## To do
[A] Set down the passage on the 3rd Earl of Morton word for word, from "He married Catherine" to "by mental ill-health.".
[B] Decide whether each statement agrees with the passage on the 3rd Earl of Morton, answering yes or no and quoting the deciding words: (i) Morton's wife, Catherine Stewart, was an illegitimate daughter of King James IV of Scotland. (ii) Beatrix married James Hamilton, 2nd Earl of Arran. (iii) The silver ware given as security was sent to Aberdour Castle.

## Selected extract
· · · · ·

= James Douglas, 3rd Earl of Morton =

Scottish nobleman

James Douglas, 3rd Earl of Morton (died 1548) was a Scottish aristocrat.

== Earl of Morton ==
He was a son of John Douglas, 2nd Earl of Morton and a grandson of James Douglas, 1st Earl of Morton and Joan of Scotland, a daughter of James I of Scotland.

He married Catherine Stewart, an illegitimate daughter of King James IV of Scotland by his mistress Marion Boyd. The couple had three daughters; Margaret, Beatrix, and Elizabeth. He was succeeded by his son-in-law, James Douglas, 4th Earl of Morton, husband of his daughter Elizabeth.

His daughter Lady Margaret Douglas married James Hamilton, 2nd Earl of Arran, who was heir presumptive to Mary, Queen of Scots, prior to the birth of her son James in 1566. Beatrix married Robert Maxwell, 6th Lord Maxwell. Morton's three daughters were all affected by mental ill-health.

In 1543, when his son-in-law James Hamilton was Regent of Scotland, Morton lent him money on the security of silver ware, which Regent Arran sent to him at Aberdour Castle.

· · · · ·

## Records provided
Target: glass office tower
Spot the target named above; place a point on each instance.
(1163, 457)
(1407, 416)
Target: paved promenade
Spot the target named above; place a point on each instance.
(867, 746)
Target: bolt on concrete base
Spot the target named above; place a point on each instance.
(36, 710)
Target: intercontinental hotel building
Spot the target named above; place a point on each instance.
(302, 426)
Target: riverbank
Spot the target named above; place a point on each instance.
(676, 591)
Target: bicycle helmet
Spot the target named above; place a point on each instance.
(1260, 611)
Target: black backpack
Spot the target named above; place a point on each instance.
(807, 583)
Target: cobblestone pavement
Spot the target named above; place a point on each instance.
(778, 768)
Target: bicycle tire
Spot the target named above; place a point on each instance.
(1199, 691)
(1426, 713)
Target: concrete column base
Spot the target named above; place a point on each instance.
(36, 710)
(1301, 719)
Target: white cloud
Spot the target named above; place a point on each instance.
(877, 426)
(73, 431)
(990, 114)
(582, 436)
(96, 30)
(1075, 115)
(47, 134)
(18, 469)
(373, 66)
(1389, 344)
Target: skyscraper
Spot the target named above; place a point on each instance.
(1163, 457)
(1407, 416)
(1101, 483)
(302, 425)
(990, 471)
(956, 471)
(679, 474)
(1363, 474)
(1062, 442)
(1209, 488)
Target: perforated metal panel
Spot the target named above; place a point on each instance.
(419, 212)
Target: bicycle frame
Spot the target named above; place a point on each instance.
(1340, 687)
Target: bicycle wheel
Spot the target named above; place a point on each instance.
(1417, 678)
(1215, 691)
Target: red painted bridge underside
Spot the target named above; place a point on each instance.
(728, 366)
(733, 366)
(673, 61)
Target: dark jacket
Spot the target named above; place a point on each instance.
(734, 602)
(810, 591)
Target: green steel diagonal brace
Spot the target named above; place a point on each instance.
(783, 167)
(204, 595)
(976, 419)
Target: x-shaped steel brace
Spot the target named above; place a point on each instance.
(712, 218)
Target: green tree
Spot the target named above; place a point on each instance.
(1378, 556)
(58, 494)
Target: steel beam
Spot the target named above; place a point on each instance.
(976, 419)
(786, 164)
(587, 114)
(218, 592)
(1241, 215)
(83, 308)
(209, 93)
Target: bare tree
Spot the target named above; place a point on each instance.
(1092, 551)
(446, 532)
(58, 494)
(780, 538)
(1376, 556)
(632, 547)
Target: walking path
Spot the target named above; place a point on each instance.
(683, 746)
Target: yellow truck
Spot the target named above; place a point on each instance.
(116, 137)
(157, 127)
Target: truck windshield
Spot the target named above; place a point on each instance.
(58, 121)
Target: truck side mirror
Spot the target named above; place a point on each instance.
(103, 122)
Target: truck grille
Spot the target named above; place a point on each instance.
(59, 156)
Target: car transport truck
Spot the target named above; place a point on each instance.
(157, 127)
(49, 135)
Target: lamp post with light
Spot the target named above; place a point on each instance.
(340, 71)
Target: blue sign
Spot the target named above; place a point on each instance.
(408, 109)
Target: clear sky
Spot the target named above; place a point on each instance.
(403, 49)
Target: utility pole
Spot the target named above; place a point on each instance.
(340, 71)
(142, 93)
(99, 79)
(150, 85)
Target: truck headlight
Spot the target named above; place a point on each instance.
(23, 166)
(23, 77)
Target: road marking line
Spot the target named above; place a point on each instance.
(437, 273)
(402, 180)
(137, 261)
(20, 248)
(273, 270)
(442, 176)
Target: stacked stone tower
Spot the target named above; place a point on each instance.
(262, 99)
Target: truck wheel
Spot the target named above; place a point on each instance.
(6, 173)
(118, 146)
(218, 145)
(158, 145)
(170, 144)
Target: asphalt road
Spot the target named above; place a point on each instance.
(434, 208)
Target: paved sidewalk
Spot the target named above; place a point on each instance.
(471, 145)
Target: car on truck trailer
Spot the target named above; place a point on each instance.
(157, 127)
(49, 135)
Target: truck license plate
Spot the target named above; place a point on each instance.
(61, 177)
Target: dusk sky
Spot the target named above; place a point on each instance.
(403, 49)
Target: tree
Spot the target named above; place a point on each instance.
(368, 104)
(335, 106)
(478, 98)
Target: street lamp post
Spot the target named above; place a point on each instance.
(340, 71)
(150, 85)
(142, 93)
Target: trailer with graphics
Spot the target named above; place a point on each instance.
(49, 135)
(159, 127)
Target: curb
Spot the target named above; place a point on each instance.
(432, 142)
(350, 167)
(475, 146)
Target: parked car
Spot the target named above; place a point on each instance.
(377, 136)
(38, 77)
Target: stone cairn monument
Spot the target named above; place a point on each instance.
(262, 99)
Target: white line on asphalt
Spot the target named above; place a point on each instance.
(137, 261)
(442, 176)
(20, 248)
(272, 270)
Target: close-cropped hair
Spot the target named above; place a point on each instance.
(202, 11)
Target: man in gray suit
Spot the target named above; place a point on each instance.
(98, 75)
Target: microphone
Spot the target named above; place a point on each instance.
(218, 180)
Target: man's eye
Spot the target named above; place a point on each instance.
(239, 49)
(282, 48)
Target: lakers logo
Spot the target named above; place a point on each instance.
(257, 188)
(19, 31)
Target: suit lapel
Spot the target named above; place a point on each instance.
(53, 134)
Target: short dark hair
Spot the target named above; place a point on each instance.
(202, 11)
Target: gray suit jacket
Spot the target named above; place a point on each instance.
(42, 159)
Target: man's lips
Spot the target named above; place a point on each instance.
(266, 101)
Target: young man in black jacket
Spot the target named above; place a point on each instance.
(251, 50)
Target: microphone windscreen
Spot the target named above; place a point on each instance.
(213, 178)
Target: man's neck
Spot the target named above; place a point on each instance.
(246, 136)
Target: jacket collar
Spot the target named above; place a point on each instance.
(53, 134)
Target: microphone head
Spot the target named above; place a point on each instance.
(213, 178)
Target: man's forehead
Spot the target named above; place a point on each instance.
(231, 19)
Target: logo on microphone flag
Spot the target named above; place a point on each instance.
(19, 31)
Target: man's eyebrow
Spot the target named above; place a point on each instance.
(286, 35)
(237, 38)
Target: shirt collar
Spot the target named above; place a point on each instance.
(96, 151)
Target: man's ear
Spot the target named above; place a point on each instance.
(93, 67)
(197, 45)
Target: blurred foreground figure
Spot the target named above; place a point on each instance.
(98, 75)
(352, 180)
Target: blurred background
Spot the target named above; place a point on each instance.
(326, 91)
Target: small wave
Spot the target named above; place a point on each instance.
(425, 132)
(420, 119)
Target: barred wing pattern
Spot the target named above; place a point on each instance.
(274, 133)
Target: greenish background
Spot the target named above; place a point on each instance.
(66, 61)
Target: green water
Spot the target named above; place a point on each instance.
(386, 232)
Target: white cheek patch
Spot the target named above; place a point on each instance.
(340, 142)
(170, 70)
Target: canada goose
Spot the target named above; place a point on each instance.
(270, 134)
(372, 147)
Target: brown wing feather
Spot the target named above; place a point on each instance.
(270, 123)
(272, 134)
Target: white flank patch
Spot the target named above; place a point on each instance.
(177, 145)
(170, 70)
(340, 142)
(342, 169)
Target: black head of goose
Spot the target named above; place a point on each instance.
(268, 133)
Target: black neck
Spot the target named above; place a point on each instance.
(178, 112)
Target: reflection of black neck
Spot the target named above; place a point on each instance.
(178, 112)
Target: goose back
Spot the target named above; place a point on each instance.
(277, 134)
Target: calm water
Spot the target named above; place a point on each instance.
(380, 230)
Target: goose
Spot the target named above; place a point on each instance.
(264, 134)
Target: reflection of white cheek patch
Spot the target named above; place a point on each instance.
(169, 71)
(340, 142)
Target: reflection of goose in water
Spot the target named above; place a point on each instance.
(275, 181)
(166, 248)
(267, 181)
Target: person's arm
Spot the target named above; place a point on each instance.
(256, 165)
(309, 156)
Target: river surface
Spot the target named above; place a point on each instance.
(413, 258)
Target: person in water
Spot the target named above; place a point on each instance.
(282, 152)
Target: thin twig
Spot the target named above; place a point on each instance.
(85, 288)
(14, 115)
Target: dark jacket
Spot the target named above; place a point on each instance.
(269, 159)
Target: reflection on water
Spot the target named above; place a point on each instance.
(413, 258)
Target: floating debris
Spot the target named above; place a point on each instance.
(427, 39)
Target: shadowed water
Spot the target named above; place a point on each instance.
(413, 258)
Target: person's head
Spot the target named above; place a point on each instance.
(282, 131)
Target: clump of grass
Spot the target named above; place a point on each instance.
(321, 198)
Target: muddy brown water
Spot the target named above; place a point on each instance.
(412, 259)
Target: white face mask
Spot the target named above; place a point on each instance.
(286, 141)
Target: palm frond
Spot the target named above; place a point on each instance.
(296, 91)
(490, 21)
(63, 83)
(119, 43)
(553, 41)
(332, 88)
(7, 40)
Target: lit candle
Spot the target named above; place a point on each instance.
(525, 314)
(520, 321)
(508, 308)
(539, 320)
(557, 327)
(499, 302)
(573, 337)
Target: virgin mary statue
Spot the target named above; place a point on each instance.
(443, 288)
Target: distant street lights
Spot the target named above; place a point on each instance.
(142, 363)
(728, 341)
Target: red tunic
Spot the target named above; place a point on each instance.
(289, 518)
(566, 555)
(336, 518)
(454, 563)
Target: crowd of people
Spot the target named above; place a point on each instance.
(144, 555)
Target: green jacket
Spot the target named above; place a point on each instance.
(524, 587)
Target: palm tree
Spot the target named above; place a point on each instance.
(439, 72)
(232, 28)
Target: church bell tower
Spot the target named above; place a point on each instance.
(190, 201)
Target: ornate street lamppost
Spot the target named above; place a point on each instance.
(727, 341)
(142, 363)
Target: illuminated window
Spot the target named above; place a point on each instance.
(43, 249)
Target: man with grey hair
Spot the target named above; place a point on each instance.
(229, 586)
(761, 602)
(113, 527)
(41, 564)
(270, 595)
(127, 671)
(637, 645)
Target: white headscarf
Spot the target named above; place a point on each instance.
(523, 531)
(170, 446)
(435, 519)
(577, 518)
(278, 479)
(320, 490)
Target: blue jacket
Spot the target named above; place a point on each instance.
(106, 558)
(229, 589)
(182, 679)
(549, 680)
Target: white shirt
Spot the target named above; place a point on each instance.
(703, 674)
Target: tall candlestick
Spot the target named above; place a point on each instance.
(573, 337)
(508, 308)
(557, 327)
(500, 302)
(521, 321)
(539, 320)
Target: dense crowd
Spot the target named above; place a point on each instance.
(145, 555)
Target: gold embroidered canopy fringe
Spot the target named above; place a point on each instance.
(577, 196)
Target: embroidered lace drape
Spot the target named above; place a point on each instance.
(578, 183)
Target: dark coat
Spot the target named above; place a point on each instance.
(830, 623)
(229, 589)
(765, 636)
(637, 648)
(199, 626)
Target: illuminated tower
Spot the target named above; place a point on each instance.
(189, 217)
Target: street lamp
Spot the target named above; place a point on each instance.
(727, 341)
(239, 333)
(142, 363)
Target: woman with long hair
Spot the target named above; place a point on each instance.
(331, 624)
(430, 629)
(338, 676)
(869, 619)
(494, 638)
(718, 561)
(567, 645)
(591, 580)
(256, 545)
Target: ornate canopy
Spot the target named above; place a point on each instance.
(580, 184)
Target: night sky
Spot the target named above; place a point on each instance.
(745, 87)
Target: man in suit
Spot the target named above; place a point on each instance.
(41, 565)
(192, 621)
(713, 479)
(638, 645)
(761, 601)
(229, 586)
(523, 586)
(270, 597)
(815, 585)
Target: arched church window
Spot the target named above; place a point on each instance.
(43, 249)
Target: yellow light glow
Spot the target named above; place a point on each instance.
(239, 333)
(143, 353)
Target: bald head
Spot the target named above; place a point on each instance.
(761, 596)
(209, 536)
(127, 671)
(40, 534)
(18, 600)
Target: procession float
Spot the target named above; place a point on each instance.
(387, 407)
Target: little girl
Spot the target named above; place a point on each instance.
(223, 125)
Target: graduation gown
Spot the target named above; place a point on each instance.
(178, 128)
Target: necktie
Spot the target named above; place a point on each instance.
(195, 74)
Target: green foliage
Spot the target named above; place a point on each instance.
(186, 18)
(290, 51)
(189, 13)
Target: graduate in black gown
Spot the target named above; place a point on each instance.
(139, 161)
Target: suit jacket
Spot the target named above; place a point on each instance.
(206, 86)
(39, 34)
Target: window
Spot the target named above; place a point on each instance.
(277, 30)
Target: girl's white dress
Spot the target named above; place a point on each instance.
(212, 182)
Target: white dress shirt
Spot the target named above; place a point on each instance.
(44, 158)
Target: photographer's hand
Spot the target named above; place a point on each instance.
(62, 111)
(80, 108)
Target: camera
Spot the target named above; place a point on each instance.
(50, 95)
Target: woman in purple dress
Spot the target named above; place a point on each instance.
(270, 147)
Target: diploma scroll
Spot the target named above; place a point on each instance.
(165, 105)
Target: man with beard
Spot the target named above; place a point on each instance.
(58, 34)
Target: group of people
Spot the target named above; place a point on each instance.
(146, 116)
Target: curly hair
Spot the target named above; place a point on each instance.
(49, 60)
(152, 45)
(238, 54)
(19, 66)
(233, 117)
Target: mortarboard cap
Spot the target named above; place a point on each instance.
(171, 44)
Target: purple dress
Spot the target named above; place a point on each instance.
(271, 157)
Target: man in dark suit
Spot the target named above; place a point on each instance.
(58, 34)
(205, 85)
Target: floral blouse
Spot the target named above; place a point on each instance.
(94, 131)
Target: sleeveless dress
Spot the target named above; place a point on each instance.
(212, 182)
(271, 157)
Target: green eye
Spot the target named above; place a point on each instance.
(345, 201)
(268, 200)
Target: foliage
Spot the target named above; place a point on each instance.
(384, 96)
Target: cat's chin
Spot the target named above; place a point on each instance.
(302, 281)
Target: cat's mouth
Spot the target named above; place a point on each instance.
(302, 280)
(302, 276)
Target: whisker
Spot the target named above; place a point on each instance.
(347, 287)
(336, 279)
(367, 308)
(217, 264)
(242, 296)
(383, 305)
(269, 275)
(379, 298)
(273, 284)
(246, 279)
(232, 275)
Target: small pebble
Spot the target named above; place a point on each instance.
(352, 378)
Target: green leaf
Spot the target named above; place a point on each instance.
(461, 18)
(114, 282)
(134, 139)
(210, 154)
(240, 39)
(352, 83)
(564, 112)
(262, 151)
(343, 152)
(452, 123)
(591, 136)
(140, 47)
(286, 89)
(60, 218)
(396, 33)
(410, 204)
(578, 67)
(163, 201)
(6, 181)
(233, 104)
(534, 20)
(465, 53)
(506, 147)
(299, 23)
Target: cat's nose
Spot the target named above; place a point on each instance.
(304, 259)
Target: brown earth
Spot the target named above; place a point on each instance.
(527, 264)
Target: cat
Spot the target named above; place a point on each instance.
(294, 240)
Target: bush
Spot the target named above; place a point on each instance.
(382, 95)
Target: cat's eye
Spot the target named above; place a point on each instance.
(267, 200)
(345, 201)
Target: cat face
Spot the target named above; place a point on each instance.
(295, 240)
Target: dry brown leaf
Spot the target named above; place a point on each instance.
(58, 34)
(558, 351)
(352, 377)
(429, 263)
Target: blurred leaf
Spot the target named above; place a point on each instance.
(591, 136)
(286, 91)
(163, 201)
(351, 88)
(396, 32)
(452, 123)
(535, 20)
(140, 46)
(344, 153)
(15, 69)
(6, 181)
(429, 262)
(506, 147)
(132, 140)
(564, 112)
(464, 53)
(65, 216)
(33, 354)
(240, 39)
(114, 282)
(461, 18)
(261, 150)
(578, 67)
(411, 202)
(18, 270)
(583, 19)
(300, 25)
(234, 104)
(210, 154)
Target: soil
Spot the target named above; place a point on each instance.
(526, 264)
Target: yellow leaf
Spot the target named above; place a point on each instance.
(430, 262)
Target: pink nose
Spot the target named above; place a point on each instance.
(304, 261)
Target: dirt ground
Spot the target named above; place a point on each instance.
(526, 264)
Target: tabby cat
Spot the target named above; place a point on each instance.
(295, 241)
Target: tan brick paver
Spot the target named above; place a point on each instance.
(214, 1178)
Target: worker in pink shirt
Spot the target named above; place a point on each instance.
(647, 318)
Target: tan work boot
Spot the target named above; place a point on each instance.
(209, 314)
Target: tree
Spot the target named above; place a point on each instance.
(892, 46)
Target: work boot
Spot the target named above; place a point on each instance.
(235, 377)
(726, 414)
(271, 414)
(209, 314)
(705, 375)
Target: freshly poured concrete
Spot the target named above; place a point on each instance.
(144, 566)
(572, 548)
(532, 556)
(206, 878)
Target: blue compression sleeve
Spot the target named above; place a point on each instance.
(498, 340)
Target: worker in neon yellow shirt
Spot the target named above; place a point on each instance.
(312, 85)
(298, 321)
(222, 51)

· · · · ·

## Responses by task
[A]
He married Catherine Stewart, an illegitimate daughter of King James IV of Scotland by his mistress Marion Boyd. The couple had three daughters; Margaret, Beatrix, and Elizabeth. He was succeeded by his son-in-law, James Douglas, 4th Earl of Morton, husband of his daughter Elizabeth.

His daughter Lady Margaret Douglas married James Hamilton, 2nd Earl of Arran, who was heir presumptive to Mary, Queen of Scots, prior to the birth of her son James in 1566. Beatrix married Robert Maxwell, 6th Lord Maxwell. Morton's three daughters were all affected by mental ill-health.

[B]
(i) Yes: "He married Catherine Stewart, an illegitimate daughter of King James IV of Scotland by his mistress Marion Boyd."
(ii) No: "Beatrix married Robert Maxwell, 6th Lord Maxwell."
(iii) Yes: "which Regent Arran sent to him at Aberdour Castle."